'''

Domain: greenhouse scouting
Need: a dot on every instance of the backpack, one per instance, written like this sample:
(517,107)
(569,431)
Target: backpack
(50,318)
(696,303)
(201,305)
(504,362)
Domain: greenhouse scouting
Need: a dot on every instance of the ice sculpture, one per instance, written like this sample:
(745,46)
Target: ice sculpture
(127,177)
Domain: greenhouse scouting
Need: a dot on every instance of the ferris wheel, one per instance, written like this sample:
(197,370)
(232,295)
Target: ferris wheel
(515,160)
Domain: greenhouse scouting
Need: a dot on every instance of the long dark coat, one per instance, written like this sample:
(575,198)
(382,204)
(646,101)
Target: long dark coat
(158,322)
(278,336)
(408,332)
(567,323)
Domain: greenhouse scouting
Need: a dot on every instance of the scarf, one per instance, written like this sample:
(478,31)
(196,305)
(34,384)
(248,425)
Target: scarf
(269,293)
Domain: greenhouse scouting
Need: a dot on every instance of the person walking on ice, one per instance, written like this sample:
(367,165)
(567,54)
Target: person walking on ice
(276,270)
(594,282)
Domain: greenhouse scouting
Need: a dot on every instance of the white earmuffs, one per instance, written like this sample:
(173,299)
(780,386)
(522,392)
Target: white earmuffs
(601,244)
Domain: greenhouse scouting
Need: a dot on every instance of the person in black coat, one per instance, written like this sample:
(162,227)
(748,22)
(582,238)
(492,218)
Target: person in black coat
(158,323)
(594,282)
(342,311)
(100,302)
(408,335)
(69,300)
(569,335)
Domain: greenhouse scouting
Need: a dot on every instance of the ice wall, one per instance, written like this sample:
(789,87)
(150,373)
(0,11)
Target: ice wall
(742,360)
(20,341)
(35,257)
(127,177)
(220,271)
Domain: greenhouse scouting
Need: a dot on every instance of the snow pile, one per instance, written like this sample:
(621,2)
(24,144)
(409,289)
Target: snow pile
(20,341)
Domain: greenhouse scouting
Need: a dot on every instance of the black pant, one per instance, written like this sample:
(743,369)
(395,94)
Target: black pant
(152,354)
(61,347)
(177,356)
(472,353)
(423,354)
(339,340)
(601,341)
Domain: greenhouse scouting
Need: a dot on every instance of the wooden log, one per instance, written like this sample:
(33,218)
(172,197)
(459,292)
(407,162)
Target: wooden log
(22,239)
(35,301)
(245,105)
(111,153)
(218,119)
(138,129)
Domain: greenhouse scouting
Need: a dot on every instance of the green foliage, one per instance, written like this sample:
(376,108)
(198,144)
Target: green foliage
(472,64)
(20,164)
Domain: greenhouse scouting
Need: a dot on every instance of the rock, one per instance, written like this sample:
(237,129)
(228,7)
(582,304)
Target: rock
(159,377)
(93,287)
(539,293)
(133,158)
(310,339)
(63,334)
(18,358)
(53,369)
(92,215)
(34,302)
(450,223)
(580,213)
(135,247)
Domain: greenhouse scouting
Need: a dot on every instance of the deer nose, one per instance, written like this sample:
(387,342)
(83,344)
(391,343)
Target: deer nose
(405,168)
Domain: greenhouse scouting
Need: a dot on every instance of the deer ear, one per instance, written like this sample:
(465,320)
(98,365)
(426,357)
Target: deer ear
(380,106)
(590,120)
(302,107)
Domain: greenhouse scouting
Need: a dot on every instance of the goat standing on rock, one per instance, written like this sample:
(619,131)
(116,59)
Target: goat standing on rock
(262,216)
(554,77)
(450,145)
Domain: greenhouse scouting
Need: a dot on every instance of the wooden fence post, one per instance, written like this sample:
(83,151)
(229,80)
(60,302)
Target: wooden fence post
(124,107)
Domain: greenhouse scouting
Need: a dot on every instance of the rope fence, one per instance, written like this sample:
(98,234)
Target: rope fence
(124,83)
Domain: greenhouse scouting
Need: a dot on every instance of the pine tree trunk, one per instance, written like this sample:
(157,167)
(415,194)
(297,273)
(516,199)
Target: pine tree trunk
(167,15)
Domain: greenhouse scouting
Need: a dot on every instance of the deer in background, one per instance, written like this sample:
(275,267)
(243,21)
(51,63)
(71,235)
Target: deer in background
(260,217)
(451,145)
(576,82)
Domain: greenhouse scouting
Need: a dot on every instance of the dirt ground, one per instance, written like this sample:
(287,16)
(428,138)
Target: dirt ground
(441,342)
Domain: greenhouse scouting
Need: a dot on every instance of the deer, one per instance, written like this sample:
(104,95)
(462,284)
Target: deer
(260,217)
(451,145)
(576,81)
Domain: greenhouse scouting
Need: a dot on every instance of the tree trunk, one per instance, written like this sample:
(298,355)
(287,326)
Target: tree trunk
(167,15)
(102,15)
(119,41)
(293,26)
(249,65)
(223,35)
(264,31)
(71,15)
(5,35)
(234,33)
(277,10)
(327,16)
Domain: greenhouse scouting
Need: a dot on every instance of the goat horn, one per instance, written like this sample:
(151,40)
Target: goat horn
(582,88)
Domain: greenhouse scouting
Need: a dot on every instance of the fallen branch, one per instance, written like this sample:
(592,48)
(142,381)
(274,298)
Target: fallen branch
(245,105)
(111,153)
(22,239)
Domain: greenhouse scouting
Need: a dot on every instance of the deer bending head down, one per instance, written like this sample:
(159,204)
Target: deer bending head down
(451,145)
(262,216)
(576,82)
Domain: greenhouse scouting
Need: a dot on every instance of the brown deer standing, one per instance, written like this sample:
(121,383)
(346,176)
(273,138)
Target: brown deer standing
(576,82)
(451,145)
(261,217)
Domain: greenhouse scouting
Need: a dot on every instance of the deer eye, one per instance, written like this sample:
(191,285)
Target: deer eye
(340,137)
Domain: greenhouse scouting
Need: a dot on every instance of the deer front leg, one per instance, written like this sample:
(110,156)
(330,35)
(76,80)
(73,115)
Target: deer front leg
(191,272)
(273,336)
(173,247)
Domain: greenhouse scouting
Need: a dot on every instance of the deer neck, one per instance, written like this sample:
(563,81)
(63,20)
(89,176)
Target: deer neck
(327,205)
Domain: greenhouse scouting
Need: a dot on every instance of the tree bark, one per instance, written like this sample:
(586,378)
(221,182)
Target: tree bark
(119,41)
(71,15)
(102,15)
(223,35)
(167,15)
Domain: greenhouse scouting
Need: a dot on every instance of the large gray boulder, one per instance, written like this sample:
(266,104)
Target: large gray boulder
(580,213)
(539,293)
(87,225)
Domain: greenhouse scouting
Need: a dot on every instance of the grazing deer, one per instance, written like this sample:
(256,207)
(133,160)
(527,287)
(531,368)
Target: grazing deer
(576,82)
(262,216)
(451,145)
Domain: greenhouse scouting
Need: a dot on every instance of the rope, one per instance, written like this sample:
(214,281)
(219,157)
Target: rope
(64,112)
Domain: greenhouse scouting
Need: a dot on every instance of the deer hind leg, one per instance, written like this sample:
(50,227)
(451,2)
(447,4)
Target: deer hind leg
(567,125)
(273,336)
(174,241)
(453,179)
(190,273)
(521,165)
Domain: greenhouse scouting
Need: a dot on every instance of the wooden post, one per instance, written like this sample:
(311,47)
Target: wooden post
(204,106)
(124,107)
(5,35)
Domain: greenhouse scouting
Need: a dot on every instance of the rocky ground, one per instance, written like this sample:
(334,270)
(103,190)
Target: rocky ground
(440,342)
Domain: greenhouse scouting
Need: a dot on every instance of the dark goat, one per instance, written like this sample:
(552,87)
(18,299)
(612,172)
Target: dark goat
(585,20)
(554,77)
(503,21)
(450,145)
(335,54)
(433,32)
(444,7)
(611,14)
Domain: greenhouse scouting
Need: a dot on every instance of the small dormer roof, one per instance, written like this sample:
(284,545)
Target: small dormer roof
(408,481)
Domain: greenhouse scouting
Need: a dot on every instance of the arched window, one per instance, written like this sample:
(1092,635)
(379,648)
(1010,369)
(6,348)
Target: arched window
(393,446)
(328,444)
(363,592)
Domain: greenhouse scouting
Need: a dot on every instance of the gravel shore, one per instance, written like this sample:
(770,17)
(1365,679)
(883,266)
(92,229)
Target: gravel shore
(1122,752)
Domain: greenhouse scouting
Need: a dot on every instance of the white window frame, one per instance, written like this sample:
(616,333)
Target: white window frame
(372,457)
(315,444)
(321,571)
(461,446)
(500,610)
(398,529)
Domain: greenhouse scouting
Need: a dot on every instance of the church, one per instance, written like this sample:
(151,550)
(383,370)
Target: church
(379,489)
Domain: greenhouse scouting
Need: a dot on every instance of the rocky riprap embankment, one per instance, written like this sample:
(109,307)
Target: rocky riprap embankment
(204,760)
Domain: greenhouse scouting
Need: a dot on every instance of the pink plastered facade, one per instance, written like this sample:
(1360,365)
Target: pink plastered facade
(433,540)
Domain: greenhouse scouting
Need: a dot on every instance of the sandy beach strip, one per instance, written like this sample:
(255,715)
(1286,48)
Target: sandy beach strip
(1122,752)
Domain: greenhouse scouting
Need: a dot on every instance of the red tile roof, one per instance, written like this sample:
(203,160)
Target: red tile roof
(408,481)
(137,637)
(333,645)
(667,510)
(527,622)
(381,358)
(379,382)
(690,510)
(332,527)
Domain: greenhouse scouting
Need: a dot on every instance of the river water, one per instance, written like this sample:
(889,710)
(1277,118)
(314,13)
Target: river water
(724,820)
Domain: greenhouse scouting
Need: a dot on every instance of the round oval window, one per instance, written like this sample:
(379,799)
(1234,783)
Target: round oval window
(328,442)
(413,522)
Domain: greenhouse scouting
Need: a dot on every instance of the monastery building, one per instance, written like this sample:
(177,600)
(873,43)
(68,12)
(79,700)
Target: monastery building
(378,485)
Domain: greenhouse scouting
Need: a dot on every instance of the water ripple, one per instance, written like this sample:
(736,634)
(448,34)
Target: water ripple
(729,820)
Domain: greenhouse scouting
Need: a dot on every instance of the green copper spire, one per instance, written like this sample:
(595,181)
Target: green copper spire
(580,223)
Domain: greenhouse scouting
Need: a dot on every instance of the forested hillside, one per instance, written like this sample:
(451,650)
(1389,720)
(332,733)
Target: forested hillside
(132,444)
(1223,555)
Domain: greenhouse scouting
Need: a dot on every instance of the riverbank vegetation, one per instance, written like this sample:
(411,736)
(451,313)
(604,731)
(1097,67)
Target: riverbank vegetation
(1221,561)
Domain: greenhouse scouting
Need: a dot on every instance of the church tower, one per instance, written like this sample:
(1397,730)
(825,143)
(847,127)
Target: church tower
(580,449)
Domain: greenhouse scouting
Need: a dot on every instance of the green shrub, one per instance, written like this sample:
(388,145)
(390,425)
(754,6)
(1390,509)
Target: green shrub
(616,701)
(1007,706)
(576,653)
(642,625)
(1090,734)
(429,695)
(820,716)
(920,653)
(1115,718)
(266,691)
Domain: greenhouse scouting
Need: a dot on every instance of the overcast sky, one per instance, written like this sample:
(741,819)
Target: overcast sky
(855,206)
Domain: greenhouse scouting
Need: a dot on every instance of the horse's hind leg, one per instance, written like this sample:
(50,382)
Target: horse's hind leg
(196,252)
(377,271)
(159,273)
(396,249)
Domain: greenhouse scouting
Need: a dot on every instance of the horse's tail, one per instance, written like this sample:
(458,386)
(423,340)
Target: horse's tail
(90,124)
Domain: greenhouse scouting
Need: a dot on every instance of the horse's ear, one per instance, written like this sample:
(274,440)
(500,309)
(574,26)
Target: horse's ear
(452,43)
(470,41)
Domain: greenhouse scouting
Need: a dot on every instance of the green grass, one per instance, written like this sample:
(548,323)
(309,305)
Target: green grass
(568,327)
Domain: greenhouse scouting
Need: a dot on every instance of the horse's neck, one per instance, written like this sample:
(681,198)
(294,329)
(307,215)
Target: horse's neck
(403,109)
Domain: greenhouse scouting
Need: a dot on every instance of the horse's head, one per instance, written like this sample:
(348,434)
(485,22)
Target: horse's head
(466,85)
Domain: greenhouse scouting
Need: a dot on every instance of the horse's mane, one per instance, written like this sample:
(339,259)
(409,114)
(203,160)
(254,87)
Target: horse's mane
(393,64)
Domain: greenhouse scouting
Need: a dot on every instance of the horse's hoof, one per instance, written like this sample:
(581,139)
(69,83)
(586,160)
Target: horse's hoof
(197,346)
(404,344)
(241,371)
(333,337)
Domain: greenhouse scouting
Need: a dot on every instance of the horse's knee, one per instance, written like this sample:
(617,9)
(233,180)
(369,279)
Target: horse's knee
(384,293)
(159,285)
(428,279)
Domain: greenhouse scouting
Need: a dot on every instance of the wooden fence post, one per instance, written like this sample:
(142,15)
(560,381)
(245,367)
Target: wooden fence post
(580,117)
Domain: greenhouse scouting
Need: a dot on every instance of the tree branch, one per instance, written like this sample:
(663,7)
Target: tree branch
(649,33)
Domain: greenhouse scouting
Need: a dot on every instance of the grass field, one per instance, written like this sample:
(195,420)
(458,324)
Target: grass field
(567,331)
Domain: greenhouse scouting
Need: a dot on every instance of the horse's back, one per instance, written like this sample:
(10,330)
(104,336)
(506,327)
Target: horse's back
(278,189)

'''

*任务说明*:
从上面各行中挑出所有含有字符串“boulder”的行，并逐行原样抄出。

*本题结果*:
Need: a dot on every instance of the large gray boulder, one per instance, written like this sample:
Target: large gray boulder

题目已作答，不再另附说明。